* [Supplied material]:
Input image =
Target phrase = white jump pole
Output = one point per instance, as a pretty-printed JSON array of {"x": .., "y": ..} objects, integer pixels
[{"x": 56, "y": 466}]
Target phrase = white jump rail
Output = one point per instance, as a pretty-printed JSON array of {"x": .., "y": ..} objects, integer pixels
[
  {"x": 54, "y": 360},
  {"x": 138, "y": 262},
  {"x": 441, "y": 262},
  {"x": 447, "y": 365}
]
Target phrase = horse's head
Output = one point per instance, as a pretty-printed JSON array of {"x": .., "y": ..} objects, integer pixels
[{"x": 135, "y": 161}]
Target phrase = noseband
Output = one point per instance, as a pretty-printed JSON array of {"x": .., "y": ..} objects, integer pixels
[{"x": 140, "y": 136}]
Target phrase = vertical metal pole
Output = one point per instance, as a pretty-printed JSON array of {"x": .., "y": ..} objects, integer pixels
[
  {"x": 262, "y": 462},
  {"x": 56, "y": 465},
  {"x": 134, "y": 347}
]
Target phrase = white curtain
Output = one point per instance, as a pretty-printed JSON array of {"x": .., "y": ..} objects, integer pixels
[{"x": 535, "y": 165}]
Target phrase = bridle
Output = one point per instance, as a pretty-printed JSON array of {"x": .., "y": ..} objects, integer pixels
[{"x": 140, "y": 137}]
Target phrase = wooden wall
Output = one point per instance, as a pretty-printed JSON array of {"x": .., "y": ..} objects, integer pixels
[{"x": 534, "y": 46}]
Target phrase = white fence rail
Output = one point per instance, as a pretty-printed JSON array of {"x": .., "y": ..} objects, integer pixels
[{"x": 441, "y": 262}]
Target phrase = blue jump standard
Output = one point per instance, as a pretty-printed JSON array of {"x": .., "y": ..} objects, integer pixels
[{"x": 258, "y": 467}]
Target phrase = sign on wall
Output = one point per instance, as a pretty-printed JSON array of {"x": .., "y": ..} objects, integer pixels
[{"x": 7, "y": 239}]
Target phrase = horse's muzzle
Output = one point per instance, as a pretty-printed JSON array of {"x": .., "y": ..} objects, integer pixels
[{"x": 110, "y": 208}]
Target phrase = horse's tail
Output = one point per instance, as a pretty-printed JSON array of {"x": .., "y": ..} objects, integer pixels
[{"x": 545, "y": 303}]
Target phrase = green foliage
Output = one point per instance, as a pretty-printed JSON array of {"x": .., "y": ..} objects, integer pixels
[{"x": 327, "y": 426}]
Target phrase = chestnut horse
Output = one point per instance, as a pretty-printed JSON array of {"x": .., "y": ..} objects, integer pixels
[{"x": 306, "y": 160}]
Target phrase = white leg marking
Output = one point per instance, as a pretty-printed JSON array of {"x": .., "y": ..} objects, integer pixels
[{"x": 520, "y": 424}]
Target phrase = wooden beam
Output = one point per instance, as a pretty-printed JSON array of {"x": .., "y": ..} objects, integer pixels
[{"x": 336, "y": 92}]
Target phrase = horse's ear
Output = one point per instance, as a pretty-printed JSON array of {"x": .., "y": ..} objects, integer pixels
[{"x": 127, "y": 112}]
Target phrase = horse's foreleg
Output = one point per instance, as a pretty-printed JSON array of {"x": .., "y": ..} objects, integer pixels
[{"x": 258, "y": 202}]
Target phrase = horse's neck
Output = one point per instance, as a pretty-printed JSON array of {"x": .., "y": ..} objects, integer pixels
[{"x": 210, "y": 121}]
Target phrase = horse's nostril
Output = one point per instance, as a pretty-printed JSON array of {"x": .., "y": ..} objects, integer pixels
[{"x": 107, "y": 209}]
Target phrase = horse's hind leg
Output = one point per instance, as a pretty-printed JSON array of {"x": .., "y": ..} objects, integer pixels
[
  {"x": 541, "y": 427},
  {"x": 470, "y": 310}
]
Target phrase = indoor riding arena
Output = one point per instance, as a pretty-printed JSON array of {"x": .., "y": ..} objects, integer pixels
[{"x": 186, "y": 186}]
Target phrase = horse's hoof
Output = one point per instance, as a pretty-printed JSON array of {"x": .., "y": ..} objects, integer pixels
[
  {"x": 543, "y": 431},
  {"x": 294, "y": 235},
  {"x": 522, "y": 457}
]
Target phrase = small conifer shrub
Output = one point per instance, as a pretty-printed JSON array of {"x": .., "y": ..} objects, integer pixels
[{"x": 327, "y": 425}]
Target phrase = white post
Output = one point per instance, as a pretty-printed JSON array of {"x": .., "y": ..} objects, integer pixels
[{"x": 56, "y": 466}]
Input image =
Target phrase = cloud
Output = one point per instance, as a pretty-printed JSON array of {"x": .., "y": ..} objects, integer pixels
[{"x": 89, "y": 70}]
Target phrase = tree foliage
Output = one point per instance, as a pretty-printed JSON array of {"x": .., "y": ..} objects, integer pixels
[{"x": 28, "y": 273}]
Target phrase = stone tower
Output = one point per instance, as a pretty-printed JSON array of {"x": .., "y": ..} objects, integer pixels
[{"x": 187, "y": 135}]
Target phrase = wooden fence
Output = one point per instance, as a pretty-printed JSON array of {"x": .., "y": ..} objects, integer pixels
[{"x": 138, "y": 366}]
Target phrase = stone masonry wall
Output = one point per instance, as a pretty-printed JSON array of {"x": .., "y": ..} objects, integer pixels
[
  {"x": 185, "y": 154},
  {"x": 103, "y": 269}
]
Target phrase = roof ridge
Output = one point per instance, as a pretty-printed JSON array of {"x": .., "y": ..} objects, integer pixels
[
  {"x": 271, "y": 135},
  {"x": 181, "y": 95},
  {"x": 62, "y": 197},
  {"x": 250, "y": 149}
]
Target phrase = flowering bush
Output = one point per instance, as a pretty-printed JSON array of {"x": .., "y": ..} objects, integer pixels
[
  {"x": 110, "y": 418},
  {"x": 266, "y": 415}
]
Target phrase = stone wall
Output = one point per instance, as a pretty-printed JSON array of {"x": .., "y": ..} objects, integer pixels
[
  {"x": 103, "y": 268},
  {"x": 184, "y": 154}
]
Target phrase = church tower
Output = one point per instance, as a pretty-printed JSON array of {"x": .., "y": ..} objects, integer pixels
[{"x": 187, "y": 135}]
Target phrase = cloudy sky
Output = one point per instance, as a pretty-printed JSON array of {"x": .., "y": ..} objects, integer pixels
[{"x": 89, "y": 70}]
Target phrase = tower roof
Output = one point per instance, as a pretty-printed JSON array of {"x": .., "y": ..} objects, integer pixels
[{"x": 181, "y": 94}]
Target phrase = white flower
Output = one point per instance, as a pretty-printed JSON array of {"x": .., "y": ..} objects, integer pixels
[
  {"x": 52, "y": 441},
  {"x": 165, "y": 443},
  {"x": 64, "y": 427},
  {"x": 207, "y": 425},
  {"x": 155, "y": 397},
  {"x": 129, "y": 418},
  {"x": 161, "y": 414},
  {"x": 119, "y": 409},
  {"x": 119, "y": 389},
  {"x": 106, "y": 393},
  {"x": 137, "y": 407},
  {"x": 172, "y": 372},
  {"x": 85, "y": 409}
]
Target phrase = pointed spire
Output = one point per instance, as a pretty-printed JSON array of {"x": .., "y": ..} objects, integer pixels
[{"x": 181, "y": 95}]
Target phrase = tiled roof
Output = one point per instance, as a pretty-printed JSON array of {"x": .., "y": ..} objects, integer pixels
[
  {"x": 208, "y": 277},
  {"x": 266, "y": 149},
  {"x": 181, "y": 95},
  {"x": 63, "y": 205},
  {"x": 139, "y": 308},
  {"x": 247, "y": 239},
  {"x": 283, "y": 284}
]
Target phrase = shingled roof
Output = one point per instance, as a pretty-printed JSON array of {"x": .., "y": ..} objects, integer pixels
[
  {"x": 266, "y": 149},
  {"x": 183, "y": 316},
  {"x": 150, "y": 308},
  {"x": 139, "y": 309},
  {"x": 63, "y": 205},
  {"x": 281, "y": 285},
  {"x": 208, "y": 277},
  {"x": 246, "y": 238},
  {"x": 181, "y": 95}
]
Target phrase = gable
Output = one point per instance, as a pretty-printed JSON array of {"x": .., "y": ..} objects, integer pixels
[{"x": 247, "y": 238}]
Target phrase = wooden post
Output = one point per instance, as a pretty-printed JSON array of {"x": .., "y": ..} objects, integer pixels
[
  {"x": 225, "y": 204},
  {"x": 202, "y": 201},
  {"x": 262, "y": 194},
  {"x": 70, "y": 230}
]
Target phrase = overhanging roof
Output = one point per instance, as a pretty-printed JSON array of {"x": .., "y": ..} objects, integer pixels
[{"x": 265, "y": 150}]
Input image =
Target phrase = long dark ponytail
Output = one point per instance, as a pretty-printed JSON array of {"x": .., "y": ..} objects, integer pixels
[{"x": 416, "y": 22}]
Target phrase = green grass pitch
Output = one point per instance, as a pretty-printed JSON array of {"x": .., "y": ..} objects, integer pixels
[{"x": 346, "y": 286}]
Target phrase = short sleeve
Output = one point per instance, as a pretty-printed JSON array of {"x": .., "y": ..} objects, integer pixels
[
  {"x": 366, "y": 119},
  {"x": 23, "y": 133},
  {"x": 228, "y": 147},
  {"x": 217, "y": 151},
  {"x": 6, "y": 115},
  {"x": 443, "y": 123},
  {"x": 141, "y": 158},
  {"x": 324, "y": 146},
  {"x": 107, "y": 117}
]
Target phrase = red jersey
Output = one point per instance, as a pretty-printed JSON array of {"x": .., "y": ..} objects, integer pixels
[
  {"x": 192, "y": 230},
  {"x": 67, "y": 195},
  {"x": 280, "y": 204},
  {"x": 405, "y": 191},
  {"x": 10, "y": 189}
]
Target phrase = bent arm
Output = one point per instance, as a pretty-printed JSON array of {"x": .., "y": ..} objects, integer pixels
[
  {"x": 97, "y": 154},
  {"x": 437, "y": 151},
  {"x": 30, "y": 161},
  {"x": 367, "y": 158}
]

* [Try it]: Copy every line in the data above that has the string "stone" in it.

* [Output for this task]:
Target phrase = stone tower
Target phrase = stone masonry wall
Target phrase = stone wall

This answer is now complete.